[[ Supplied records open ]]

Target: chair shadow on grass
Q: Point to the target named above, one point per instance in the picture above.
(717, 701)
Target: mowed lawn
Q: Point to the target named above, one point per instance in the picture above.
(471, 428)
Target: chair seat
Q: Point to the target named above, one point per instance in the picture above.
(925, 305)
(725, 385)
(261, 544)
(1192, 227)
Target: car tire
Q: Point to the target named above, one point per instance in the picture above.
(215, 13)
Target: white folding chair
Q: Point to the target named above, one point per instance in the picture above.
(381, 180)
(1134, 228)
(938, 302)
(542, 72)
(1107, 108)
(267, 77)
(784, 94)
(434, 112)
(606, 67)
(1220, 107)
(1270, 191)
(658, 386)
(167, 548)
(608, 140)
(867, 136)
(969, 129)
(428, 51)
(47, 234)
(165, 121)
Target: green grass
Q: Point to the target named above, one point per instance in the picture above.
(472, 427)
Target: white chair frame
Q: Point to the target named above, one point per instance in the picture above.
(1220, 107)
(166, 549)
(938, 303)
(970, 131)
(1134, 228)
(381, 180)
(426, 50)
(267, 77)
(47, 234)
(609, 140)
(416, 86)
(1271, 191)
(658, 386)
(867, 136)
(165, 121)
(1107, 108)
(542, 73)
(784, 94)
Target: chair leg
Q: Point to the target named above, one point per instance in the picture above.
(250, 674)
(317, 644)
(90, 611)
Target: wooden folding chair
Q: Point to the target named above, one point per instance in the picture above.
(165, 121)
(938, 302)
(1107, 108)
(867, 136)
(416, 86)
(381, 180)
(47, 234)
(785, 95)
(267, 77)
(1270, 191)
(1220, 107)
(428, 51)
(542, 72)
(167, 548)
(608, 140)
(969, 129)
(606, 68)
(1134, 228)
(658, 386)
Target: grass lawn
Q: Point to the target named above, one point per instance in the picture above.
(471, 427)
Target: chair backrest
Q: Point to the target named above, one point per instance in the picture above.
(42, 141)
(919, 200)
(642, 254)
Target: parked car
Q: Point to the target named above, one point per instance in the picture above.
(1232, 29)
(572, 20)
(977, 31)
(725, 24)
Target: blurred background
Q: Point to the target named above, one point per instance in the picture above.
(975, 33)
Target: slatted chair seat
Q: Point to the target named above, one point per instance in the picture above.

[[ Supplied records closed ]]

How to complete this task.
Gather each line of the listing that holds the string "seat".

Result for this task.
Target: chair seat
Target: slatted chair seat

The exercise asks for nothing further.